**WHAT IS NEEDED:** Look for "negative" in each line of the entries, and return the matching lines.

**LISTED RECORDS:**
[Start of section]

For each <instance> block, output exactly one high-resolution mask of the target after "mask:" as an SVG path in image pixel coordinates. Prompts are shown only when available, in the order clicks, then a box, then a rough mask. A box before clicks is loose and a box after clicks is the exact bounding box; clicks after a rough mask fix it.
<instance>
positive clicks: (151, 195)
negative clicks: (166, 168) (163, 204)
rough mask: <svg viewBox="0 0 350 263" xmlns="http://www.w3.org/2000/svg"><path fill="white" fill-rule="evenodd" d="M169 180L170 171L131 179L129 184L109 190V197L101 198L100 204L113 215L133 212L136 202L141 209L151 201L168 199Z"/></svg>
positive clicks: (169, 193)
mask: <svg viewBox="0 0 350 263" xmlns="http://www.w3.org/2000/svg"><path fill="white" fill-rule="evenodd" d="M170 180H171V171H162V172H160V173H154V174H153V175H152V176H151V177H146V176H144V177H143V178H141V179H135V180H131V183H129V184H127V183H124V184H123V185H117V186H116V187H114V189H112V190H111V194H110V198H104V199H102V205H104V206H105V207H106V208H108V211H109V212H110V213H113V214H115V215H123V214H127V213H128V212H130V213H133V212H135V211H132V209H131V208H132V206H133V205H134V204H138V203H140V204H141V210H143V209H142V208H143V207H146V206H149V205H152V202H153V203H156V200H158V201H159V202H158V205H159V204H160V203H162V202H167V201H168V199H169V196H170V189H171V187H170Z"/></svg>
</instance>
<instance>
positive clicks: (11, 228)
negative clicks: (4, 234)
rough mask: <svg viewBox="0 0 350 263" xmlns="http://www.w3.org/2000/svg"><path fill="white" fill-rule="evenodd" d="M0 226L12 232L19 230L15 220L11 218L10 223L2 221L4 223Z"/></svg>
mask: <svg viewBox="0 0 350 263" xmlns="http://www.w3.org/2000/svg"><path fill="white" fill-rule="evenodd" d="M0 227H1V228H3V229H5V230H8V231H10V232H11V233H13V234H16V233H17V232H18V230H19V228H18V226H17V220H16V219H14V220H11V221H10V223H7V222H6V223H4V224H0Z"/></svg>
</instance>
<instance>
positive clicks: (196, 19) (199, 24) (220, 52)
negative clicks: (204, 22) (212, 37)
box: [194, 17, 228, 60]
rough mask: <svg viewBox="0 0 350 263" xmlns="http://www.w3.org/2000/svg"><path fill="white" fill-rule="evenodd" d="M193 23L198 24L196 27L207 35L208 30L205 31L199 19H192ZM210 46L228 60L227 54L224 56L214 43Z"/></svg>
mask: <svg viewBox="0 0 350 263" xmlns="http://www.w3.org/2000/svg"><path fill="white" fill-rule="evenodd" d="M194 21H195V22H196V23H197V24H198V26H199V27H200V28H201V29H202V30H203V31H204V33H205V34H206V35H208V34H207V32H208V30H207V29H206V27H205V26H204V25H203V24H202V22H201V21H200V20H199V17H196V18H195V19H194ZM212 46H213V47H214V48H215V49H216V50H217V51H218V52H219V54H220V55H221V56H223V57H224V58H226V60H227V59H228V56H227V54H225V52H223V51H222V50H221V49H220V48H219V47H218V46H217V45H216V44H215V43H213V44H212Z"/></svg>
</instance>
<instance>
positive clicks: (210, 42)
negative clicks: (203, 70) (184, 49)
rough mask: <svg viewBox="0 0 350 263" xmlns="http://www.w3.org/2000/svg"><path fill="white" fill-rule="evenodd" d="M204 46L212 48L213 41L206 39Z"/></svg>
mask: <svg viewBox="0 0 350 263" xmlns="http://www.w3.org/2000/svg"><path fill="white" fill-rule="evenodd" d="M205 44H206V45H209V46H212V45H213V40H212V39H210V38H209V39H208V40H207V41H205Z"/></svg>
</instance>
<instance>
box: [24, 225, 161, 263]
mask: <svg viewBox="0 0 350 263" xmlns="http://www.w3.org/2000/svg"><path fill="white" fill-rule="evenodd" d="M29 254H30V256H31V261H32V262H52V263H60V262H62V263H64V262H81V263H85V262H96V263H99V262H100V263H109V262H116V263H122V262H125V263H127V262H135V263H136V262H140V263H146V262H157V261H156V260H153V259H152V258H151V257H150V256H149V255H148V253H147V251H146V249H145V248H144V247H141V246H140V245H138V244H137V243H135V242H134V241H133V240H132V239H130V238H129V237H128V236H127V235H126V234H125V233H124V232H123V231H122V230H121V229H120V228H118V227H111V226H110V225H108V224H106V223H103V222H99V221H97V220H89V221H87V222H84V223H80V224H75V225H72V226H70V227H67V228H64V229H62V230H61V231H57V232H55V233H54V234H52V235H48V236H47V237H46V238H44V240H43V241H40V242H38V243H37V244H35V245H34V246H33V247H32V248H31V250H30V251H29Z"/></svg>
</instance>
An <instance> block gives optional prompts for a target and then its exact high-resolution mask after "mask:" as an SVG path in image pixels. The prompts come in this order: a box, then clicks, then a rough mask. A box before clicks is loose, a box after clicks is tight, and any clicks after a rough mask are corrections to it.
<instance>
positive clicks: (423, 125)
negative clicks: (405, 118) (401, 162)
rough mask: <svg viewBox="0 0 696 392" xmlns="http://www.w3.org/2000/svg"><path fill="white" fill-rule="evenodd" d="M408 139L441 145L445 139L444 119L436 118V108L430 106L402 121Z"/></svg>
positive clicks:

[End of section]

**OUTPUT FOR THIS TASK:**
negative clicks: (166, 168) (163, 204)
negative clicks: (4, 234)
negative clicks: (204, 22) (212, 37)
negative clicks: (203, 70) (184, 49)
negative clicks: (405, 118) (401, 162)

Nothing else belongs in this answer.